• [What is asked] Pick out every line in the records below that contains the word "aircraft" and copy each of those lines in full.
— Begin Task inputs —
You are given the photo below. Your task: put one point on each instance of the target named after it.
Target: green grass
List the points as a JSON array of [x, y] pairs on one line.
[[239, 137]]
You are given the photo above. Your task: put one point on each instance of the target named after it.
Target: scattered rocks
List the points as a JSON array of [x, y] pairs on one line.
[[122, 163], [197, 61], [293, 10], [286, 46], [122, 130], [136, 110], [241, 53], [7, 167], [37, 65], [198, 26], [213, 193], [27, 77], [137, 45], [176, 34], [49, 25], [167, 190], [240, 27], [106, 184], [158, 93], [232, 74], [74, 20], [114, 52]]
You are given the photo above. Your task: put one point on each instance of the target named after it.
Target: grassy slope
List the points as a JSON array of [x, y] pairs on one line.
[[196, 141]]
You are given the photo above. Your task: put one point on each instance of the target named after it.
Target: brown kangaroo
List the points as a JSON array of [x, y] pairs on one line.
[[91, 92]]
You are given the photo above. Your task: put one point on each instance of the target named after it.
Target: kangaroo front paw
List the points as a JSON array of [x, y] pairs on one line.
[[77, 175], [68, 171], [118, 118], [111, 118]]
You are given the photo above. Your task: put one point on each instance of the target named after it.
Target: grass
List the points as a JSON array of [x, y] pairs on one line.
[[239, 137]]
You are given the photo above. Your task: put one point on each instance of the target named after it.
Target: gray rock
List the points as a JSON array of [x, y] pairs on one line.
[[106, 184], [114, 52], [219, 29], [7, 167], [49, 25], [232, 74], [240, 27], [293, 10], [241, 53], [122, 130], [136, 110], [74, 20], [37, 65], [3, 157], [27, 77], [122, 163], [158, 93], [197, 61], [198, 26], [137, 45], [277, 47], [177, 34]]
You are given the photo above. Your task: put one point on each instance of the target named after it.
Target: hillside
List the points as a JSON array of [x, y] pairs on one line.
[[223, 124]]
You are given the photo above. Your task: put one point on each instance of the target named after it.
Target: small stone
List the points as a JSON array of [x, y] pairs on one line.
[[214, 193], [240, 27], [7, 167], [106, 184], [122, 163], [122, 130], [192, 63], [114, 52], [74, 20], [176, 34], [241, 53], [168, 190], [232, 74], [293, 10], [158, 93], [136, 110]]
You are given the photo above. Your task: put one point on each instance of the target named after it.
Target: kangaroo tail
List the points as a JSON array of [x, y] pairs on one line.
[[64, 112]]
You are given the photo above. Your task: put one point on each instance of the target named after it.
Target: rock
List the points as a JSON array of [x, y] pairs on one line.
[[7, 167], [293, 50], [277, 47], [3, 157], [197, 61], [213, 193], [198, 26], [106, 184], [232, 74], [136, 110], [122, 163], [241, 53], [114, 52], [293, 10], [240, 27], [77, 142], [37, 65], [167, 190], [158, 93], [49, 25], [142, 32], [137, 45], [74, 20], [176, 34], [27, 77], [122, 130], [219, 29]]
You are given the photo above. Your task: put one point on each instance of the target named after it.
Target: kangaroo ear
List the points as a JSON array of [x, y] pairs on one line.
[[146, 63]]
— End Task inputs —
— Begin Task inputs —
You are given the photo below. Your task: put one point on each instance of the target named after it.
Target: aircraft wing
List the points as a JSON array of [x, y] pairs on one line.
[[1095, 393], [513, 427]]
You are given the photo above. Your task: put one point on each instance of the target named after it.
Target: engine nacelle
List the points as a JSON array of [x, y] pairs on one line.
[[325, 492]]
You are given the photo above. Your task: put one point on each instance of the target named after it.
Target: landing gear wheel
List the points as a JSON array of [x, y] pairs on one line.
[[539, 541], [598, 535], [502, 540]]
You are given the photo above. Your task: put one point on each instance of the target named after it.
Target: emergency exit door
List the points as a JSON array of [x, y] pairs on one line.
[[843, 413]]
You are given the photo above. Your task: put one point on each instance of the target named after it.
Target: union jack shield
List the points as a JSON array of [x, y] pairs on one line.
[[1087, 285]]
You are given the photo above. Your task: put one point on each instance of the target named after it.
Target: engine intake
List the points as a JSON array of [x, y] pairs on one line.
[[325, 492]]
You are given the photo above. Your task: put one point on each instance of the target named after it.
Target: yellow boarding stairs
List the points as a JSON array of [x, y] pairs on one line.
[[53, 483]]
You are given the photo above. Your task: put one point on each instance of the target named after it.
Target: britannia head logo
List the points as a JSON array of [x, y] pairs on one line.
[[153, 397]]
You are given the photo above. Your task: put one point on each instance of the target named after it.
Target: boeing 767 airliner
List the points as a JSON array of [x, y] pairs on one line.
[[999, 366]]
— End Task inputs —
— Begin Task inputs —
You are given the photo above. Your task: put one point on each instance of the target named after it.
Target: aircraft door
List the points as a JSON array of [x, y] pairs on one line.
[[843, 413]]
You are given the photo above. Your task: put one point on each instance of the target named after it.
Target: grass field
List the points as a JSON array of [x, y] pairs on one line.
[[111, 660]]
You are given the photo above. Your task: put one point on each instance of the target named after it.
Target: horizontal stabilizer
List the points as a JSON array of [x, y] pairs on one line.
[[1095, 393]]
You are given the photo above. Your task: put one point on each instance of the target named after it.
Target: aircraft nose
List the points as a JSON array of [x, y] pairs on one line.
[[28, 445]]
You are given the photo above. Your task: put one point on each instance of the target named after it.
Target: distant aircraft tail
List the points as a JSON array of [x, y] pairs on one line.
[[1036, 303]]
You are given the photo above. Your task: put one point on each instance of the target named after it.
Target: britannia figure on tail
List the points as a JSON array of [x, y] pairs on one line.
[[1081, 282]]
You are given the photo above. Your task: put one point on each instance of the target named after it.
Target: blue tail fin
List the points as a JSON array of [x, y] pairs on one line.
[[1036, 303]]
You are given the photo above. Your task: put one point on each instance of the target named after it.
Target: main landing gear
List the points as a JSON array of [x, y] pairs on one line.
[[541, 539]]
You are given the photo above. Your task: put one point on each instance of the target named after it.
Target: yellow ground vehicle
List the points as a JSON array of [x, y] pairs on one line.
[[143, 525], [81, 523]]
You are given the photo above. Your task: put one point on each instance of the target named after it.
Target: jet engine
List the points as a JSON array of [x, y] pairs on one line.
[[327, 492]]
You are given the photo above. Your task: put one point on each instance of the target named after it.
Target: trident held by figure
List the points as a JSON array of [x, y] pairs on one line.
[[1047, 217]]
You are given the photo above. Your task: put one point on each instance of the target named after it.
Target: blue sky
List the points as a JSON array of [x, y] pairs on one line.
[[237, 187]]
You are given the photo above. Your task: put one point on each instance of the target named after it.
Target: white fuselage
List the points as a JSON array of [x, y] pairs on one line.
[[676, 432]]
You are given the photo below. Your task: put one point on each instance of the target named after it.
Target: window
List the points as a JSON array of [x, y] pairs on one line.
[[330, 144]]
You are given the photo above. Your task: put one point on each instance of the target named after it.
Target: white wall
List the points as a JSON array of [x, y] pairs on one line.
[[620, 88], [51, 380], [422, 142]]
— End Task inputs —
• [Solution below]
Target: aircraft wing
Target: aircraft door
Target: aircraft nose
Target: distant aircraft tail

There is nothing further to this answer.